— Start of Material —
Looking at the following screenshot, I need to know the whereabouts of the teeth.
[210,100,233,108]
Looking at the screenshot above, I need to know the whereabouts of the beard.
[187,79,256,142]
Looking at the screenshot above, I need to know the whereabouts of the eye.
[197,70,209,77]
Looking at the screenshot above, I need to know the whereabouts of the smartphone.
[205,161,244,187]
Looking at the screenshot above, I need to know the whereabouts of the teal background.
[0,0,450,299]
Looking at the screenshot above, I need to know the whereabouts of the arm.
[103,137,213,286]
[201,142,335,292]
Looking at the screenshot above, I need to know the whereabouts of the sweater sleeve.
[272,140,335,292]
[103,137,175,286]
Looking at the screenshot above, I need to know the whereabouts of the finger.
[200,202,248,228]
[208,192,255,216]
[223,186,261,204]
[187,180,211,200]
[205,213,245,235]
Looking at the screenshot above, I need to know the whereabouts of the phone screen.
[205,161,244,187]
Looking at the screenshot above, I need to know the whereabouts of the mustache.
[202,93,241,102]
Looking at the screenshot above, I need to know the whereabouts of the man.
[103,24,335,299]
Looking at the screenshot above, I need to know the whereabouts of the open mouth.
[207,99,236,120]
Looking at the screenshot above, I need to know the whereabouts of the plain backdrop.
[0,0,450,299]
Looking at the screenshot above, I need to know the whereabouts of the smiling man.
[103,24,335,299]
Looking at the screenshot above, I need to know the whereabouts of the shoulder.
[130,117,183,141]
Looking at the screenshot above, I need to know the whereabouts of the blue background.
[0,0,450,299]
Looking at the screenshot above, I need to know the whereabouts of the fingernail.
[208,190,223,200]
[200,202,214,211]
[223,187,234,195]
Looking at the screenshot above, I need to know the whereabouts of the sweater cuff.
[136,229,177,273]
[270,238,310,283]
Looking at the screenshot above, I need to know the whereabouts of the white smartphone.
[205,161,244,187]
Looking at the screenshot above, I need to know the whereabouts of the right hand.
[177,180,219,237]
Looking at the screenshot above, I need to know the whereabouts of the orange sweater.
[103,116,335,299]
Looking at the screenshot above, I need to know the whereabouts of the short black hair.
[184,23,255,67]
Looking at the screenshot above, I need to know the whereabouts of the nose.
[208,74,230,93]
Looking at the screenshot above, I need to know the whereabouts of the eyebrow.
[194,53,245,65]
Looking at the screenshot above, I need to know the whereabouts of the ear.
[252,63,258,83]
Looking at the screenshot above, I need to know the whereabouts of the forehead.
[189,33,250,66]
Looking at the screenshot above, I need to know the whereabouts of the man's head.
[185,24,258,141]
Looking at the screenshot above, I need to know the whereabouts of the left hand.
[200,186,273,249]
— End of Material —
Task details: Write out again, unchanged, the lines of the records above from the line containing "of the arm." through the line containing "[194,53,245,65]", including both of those lines.

Solution to the problem:
Looking at the screenshot above, I need to know the whereabouts of the arm.
[103,137,213,286]
[201,142,335,292]
Looking at the screenshot above, I need to know the whereabouts of the sweater sleeve.
[272,140,335,292]
[103,137,175,286]
Looking at the screenshot above, I need to know the whereabouts of the finger.
[200,202,248,228]
[208,192,255,216]
[223,186,261,204]
[187,180,211,200]
[205,213,245,235]
Looking at the screenshot above, I need to know the whereabouts of the phone screen.
[205,161,244,187]
Looking at the screenshot above, I need to know the whereabouts of the mustache.
[202,93,241,102]
Looking at the screenshot above, I need to know the whereabouts of the man.
[103,24,335,299]
Looking at the screenshot above, I need to know the whereabouts of the open mouth.
[207,99,236,120]
Looking at the screenshot above, I need to know the whereabouts of the plain backdrop.
[0,0,450,299]
Looking at the screenshot above, I need to know the whereabouts of the smiling man.
[103,24,335,299]
Looking at the screenshot above, I need to know the whereabouts of the shoulder.
[130,117,183,141]
Looking at the screenshot above, I need to know the whereabouts of the blue background.
[0,0,450,299]
Looking at the screenshot above, I need to know the whereabouts of the fingernail.
[208,190,223,200]
[200,202,214,211]
[223,187,234,195]
Looking at the screenshot above, I need to know the whereabouts of the sweater cuff.
[136,229,177,273]
[270,238,310,283]
Looking at the screenshot above, I need to know the whereabouts of the white smartphone.
[205,161,244,187]
Looking at the screenshot above, I need to know the whereabouts of the right hand.
[177,180,219,237]
Looking at the screenshot above, I need to know the whereabouts of the orange sweater.
[103,116,335,299]
Looking at the screenshot above, I need to know the whereabouts of the short black hair.
[184,23,255,67]
Looking at the screenshot above, I need to know the whereabouts of the nose.
[208,74,230,93]
Looking at the screenshot above, I need to know the whereabouts of the eyebrow.
[194,53,245,65]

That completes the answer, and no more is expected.